**DIRECTIONS FOR THIS TASK**
The data needs to be returned in full, exactly as it reads.

**SOURCE RECORDS**

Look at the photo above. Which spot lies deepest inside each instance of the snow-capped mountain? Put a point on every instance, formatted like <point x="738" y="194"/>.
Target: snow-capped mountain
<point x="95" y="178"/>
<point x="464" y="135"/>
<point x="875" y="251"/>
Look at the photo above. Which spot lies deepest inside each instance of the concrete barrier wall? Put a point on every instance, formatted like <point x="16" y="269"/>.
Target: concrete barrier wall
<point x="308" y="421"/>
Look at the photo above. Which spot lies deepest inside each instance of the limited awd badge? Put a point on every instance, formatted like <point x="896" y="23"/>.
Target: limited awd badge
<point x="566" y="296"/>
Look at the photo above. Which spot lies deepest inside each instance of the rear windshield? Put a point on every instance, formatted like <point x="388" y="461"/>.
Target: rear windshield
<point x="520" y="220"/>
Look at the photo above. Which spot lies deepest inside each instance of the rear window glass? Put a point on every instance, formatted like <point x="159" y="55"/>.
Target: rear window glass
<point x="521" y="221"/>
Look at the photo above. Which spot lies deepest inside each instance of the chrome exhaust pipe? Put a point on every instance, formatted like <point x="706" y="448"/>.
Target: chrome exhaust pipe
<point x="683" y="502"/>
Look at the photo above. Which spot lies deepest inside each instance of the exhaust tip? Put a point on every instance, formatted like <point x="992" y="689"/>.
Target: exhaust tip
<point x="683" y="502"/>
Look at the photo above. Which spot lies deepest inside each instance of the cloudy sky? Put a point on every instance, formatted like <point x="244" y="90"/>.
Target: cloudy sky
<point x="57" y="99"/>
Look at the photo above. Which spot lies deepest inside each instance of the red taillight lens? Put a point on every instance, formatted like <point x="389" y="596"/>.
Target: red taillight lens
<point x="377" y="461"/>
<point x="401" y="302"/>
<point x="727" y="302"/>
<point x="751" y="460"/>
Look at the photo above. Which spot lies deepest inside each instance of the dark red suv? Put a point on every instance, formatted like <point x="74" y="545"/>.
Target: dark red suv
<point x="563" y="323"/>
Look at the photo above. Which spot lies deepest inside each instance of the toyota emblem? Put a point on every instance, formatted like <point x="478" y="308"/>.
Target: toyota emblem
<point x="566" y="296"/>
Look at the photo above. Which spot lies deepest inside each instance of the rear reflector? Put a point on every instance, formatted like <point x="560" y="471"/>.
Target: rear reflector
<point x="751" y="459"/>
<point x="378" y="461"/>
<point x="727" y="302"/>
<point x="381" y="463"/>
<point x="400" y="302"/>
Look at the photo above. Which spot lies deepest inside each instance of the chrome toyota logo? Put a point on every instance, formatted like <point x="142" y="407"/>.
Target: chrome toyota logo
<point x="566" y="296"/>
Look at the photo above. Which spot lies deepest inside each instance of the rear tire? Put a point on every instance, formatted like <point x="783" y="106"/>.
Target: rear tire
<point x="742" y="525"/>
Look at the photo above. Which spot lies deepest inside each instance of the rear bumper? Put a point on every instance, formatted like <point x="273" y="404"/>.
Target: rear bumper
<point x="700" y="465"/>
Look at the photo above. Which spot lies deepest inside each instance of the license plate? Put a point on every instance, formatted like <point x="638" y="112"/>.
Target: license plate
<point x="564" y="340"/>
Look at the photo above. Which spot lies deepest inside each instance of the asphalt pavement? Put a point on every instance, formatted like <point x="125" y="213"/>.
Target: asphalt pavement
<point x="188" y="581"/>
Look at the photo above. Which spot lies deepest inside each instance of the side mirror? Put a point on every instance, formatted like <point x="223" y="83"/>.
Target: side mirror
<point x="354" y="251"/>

**EXERCISE RESULT**
Look at the photo above. Which spot lies deepest inside each instance of the snow-capped mountain? Put a point on every instance, formatted like <point x="738" y="194"/>.
Target: snow-capped mountain
<point x="95" y="178"/>
<point x="464" y="135"/>
<point x="875" y="251"/>
Look at the photo above. Which spot lies deepest inside each instance of the concrete barrier wall? Put a point on every instance, formatted like <point x="16" y="269"/>.
Target: concrete barrier wall
<point x="308" y="421"/>
Look at the photo above. Which spot lies deepest inside each instance of the limited awd badge? Put a point on every instance, formatted like <point x="896" y="23"/>.
Target: limited awd badge
<point x="566" y="296"/>
Look at the photo above. Which spot lies deepest inside each instance of the rear windshield? Put a point on every instance, formatted like <point x="388" y="461"/>.
Target: rear windshield
<point x="520" y="220"/>
Look at the photo above. Which spot lies deepest inside each instance of the rear window glass? Put a point on every instance, formatted like <point x="159" y="55"/>.
Target: rear window glass
<point x="521" y="221"/>
Look at the photo above. Which spot lies deepest inside each instance of the chrome exhaust pipe? Put a point on every instance, formatted like <point x="706" y="448"/>.
Target: chrome exhaust pipe
<point x="683" y="502"/>
Look at the photo above. Which spot lies deepest inside each instance of the exhaust tip? Put a point on every instance, formatted like <point x="992" y="689"/>.
Target: exhaust tip
<point x="683" y="502"/>
Look at the photo above. Which spot lies deepest inside each instance of the cloudy sky? Put a point on every instance, formatted like <point x="244" y="90"/>.
Target: cloudy sky
<point x="57" y="99"/>
Look at the photo above. Which spot lies deepest inside each instance of the red taillight lens? Put a point on every instance, formatted like <point x="389" y="596"/>.
Target: red taillight lens
<point x="377" y="461"/>
<point x="401" y="302"/>
<point x="727" y="302"/>
<point x="751" y="460"/>
Look at the photo above. Which spot lies deepest inside each instance of the dark red suv? Put a point on every instance, formatted like <point x="74" y="545"/>.
Target: dark red suv
<point x="563" y="323"/>
Look at the photo above. Which spot lies deepest inside each instance of the toyota emblem? Put a point on every instance, formatted like <point x="478" y="308"/>.
Target: toyota emblem
<point x="566" y="296"/>
Look at the photo above. Which spot lies deepest inside each instance of the rear reflector? Put a point on every instance, formatted like <point x="560" y="471"/>.
Target: rear reflector
<point x="751" y="459"/>
<point x="378" y="461"/>
<point x="727" y="302"/>
<point x="381" y="463"/>
<point x="400" y="302"/>
Look at the photo above. Which spot lies deepest inside each instance of the chrome toyota logo? Put a point on every instance, formatted like <point x="142" y="407"/>.
Target: chrome toyota logo
<point x="566" y="296"/>
Look at the photo above. Which spot lies deepest inside each instance of the rear tire? Put a point on every instance, formatted like <point x="783" y="106"/>.
Target: rear tire
<point x="742" y="525"/>
Look at the photo above. Which spot lies deepest inside each instance of the rear bumper? Put a point on every instance, formatted like <point x="273" y="404"/>.
Target: rear bumper
<point x="700" y="465"/>
Look at the photo above. Which spot lies deepest inside each instance of the license plate? Put a point on every instance, formatted like <point x="638" y="112"/>.
Target: license plate
<point x="564" y="340"/>
Look at the photo above. Which spot lies deepest inside each instance of the asphalt pavement? Put a point on every instance, formatted like <point x="125" y="213"/>.
Target: asphalt pavement
<point x="188" y="581"/>
Look at the photo above. Which spot lies deepest inside each instance of the side mirror? Put a point on every instance, formatted like <point x="223" y="83"/>.
Target: side mirror
<point x="354" y="251"/>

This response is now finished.